RECORDS SHOWN Block Start

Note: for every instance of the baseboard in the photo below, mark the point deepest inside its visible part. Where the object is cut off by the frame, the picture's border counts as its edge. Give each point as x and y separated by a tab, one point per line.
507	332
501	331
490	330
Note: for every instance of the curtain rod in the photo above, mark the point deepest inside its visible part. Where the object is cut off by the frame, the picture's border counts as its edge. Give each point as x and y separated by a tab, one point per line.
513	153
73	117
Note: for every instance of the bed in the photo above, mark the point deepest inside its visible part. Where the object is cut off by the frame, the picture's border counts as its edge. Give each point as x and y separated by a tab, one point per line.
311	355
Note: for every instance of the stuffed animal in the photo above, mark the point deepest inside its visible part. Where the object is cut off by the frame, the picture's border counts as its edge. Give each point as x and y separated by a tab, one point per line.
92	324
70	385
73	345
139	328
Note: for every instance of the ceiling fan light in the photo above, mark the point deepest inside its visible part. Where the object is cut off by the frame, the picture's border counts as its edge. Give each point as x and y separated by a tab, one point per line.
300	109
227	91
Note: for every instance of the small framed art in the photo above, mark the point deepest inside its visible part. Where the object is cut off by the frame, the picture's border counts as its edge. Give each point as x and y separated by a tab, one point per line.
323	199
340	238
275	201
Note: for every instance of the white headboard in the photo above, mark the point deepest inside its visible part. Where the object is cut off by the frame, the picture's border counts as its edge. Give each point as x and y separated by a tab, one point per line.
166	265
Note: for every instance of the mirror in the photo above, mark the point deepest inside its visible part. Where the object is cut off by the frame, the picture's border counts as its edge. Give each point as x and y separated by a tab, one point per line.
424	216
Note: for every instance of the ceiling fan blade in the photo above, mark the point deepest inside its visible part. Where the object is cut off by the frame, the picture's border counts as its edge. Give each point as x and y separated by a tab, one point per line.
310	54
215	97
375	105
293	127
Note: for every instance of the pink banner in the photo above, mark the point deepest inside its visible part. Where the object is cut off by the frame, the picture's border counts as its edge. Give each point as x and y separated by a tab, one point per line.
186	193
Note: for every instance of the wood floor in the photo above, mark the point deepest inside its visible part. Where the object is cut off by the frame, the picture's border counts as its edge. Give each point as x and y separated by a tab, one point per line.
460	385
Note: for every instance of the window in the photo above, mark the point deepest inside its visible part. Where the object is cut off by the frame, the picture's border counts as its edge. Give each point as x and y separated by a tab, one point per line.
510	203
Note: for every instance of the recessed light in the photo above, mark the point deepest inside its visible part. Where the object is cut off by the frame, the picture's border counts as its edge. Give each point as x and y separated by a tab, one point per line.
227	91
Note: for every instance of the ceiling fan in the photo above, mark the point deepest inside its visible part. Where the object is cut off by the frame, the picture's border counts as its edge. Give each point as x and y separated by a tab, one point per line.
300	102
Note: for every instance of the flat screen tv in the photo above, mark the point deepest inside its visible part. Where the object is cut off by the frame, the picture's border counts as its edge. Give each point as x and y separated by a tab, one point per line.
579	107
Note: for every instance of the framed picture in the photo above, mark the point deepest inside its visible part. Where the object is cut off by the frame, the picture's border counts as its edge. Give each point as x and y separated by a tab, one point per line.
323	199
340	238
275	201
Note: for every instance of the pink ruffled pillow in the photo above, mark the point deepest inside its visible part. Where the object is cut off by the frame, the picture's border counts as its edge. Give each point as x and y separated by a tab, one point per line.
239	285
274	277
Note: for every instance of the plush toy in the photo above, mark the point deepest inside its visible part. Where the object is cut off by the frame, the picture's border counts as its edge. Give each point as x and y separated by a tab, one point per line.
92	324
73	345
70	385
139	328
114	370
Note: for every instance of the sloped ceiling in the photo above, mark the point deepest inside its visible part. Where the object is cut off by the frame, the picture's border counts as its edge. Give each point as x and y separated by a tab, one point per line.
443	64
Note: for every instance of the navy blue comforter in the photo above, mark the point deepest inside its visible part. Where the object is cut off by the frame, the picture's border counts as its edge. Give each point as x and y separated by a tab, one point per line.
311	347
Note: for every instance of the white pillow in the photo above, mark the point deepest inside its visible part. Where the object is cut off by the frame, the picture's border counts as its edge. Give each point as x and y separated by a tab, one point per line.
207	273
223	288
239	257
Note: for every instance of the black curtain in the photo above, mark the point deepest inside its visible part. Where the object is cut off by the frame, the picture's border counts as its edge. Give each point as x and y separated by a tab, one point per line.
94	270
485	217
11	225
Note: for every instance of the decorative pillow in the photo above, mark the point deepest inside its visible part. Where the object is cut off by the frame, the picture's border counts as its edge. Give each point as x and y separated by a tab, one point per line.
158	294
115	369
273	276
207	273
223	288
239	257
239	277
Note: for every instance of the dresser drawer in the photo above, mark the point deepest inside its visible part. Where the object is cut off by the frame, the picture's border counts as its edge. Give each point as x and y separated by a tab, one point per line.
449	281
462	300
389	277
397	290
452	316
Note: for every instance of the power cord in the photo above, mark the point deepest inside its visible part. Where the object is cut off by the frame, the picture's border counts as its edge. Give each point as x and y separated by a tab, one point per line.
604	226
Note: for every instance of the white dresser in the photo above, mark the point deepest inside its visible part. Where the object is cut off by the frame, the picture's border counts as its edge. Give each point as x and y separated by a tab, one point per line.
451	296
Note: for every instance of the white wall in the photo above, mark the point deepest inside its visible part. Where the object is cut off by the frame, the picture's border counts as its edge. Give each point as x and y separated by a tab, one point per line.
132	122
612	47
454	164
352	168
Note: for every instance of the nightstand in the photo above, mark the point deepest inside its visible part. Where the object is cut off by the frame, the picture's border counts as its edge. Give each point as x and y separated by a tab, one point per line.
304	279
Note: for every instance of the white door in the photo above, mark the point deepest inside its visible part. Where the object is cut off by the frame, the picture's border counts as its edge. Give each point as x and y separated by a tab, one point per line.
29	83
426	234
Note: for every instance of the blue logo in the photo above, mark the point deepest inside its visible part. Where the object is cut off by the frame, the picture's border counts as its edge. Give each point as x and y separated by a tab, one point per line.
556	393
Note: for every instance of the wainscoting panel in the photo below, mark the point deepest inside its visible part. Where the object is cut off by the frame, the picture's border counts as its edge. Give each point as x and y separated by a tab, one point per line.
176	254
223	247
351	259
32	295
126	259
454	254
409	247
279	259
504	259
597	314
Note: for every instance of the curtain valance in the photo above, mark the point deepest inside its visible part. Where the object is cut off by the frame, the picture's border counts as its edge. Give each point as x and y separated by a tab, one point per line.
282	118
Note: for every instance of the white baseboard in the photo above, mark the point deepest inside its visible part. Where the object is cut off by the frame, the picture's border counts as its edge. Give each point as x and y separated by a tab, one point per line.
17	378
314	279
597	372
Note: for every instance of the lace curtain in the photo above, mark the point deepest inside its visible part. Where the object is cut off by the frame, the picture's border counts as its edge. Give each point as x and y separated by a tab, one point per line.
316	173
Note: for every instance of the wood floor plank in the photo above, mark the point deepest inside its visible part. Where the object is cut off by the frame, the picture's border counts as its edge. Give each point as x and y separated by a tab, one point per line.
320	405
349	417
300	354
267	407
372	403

RECORDS SHOWN Block End

● WORK REQUEST: The entries above are to be output exactly as they appear.

● COMPLETED TASK:
Note: for every instance of the baseboard in the photo below, mark the point deepest inside its visible part. Where the object is cut off by the frame, the picture's border counts as its edge. Give each point as x and y separated by a tab, one point per line.
507	332
501	331
490	330
Note: for every instance of the curtain rod in the photo above, mark the point deepest inside its visible part. Where the object is cut off by the frame, the picture's border counts as its edge. Give each point as x and y separated by a tab, one point per line.
513	153
73	117
Note: for every instance of the bed in the photo above, mark the point deepest inside its visible part. Where the object is cut off by the frame, the picture's border counts as its edge. Give each point as x and y separated by a tab, one point per line.
311	355
Note: for every instance of the stuffed animal in the photo above, mark the point deepest inside its visible part. Where the object is cut off by the frame, the picture's border counts as its edge. Give each point as x and y separated by a tab, one point per line.
92	324
70	385
73	345
139	328
Note: for every instance of the ceiling fan light in the photo above, mark the point deepest inside its visible part. Where the object is cut off by the frame, the picture's border counts as its edge. Give each point as x and y separated by a tab, one point per line.
300	109
227	91
Note: for every instance of the small framed art in the photo above, mark the point deepest inside its visible part. Where the object is cut off by the frame, the picture's border counts as its edge. Give each point as x and y separated by a tab, one point per line.
323	199
340	238
275	201
Note: for every instance of the white headboard in the photo above, mark the point deepest inside its visible part. Where the object is cut off by the frame, the picture's border counts as its edge. Give each point as x and y separated by a tab, one point per line.
166	265
Note: for every instance of the mirror in the photo above, mark the point deepest inside its visible part. Where the object is cut off by the frame, the picture's border counts as its edge. Give each point as x and y separated by a tab, one point per line.
424	216
Note: for every instance of the ceiling fan blade in the photo above, mark the point deepest inside its visible part. Where the object is cut off by the frame, the picture's border counts as its edge. Give each point as x and y separated by a tab, one point per line.
310	54
215	97
375	105
293	127
Note: for every instance of the pink banner in the photo above, mark the point deepest inside its visible part. Where the object is cut off by the frame, the picture's border counts as its edge. Give each point as x and y separated by a tab, one point per line.
186	193
Note: for every instance of the wood floor in the photo above, mark the point deepest inside its visible part. Where the object is cut off by the frame, the picture's border counts as its edge. Give each point as x and y separated by a tab, one point per line.
460	385
Note: for every instance of the window in the photo above, mark the point deepest inside its visible part. Where the object is cut off by the frame, the picture's border counts as its edge. Give each point as x and y separated by a tab, one point per line.
510	203
Note: for every instance of the recessed light in the photo above, mark the point deepest inside its visible part. Where the object is cut off by the frame, the picture's border counts as its edge. Give each point as x and y separated by a tab, one point per line.
227	91
Note: for every instance of the ceiling fan in the photo above, mark the point deepest inside its visible part. Where the object is cut off by the frame, the picture's border counts as its edge. Give each point as x and y separated by a tab, one point per line.
300	102
Note: for every instance of the flat screen tv in the photo above, mark the point deepest inside its visible part. Where the object is cut off by the frame, the picture's border counts as its edge. Give each point as x and y separated by a tab, one point per line.
579	107
Note: for every instance of the framed picture in the photo above, mark the point deepest inside its visible part. Where the object is cut off by the frame, the picture's border counts as its edge. Give each point as x and y separated by a tab, one point per line.
323	199
340	238
275	201
Note: for every instance of the pink ruffled pillow in the photo above, mark the point deepest inside its visible part. Where the object is cut off by the frame, the picture's border counts as its edge. Give each point as x and y separated by a tab, one point per line.
239	285
274	277
Note: for every instance of the plush toy in the photo above, mark the point deepest inside its visible part. Where the object is cut off by the frame, the picture's border counts as its edge. Give each point as x and y separated by a tab, one point per line.
92	324
73	345
70	385
139	328
114	370
Note: for every instance of the sloped ceiling in the photo above, mark the point deepest inside its visible part. Where the object is cut off by the frame, the picture's border counts as its edge. Give each point as x and y separated by a tab, one point per line.
443	64
Note: for every instance of the navy blue comforter in the photo above, mark the point deepest inside its visible part. Where the object is cut off by the frame, the picture's border counts as its edge. Give each point as x and y separated by a tab, one point per line.
311	347
Note: for every instance of the white pillow in the photo above, mark the point deepest inside its visible part. Where the object is cut off by the frame, the picture's border counts as its edge. Give each point as x and y separated by a tab, one point per line.
207	273
223	288
239	257
Note: for every instance of the black curtain in the photo above, mark the point deepest inside its visible part. Where the object is cut off by the frame, the picture's border counts as its edge. Give each point as x and y separated by a tab, one point per line.
94	270
485	217
11	225
Note: for every instance of the decorative pillow in the photo above, mark the point deepest inside its visible part. Where the object is cut off by the frame, the picture's border counts as its edge. Give each point as x and y separated by a tab, one point per line.
158	294
115	369
273	276
207	273
223	288
239	257
239	277
Note: for every instance of the dresser drawer in the photo above, mark the point deepest inside its visible part. Where the object is cut off by the frame, the picture's border counts as its edge. Give each point as x and y separated by a tab, one point per line.
449	281
462	300
389	277
397	290
452	316
Note: for every instance of the power cord in the photo above, mark the point deepest inside its visible part. Where the object is cut off by the frame, the picture's border counts as its edge. Give each point as x and y separated by a tab, one point per line.
604	226
Note: for every instance of the white dresser in the photo above, mark the point deepest inside its visible part. Where the object is cut off by the frame, the picture's border counts as its edge. Give each point as x and y separated by a tab, one point per line.
451	296
Note: for every instance of the white wall in the photo above, mark the point deepest inside its visible part. Where the object is cut off by the frame, the picture's border counts as its edge. Give each point as x and y separated by a tab, one point per line.
132	122
612	47
454	164
352	168
Note: for every instance of the nightstand in the photo above, mark the point deepest inside its visible part. Where the object is cut off by the frame, the picture's border counts as its edge. Give each point as x and y separated by a tab, one point per line.
304	279
Note: for every instance of the white door in the photo above, mark the point deepest inside its visible part. Where the object is cut off by the frame, the picture's border counts as its edge. Give each point as x and y separated by a tab, one point per line.
29	83
426	234
Note: for every instance of the blue logo in the photo above, mark the point deepest inside its visible part. Where the object is cut off by the frame, the picture's border counts as its edge. Give each point as x and y separated by a tab, one point per line.
556	393
Note: for every instance of the wainscoting panel in the photo below, mark the point deepest inside its visible part. Where the object is cut off by the frame, the picture's border counts as its edge. Give each point as x and y separated by a tab, one point per line.
176	254
223	247
351	259
32	295
126	259
454	254
409	247
279	259
504	259
597	314
Note: for every instance of the curtain valance in the photo above, mark the point deepest inside its visible part. Where the object is cut off by the frame, the picture's border counts as its edge. Give each point as x and y separated by a tab, one point per line.
282	118
Note: for every instance of the white baseboard in the photo above, mark the point deepest inside its visible part. Where the object is cut off by the frame, the picture's border counts as its edge. Give each point as x and y separated by a tab, one point per line.
17	378
314	279
597	372
Note: for every instance of the lace curtain in the photo above, mark the point deepest inside its visible part. Where the object is cut off by the frame, the picture's border counts as its edge. Give each point as x and y separated by a tab, one point per line.
316	173
Note: for every instance of the wood floor plank in the photo above, mark the point deepest inside its visible part. Where the object is cut off by the frame, the picture's border counts as its edge. Give each point as x and y separated by a tab, one point per line.
320	405
349	417
300	354
267	407
372	403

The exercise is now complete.